**EXERCISE BRIEF:** Comb the records below for the string "above" and copy each line where it turns up.

**INFORMATION PROVIDED:**
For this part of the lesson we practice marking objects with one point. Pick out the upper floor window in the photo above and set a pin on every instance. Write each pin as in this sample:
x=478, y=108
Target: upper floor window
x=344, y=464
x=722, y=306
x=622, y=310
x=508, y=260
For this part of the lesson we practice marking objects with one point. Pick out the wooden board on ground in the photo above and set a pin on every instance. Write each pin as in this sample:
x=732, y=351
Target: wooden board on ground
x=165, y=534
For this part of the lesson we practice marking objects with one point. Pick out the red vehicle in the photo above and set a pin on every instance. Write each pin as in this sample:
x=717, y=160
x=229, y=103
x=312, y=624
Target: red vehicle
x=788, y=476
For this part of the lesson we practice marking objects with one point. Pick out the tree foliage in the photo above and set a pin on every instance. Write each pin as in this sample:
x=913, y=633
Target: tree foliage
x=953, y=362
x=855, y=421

**ANSWER:**
For this part of the lesson we practice marking objects with one point. Pick out the upper floor window in the photo above and set a pin on every instance. Write each pin as in this sample:
For this part of the lesson we practice marking objects with one point. Pick out the wooden board on ground in the photo above and set a pin on every instance. Write each pin as in this sample:
For this part of the lesson we practice marking objects with one point. Pick out the red vehicle in the photo above and set a pin on every instance. Write each pin as in this sample:
For this part of the lesson we practice marking objects with one point. Pick out the tree foliage in the photo above and set a pin on every instance. Write each pin as in this sample:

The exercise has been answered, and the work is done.